- Task goal:
Reproduce every line of the records below character for character, with nothing added, dropped, or altered.

- Source material:
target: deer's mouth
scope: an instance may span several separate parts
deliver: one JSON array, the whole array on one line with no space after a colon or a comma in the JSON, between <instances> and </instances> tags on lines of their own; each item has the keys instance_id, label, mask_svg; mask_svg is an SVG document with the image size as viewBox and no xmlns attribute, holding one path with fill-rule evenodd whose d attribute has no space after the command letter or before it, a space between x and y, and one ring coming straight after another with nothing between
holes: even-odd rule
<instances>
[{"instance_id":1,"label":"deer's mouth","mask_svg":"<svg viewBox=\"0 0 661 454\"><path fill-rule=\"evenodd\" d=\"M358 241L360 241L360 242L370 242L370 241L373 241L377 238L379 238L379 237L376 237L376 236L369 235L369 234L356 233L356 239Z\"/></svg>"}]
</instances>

- Result of the task:
target: deer's mouth
scope: an instance may span several separate parts
deliver: one JSON array, the whole array on one line with no space after a colon or a comma in the JSON, between <instances> and </instances> tags on lines of their own; each item has the keys instance_id, label, mask_svg; mask_svg is an SVG document with the image size as viewBox and no xmlns attribute, holding one path with fill-rule evenodd whose d attribute has no space after the command letter or before it, a space between x and y, and one ring coming straight after another with nothing between
holes: even-odd rule
<instances>
[{"instance_id":1,"label":"deer's mouth","mask_svg":"<svg viewBox=\"0 0 661 454\"><path fill-rule=\"evenodd\" d=\"M358 241L360 241L360 242L370 242L370 241L373 241L377 238L379 238L379 237L376 237L376 236L369 235L369 234L356 233L356 239Z\"/></svg>"}]
</instances>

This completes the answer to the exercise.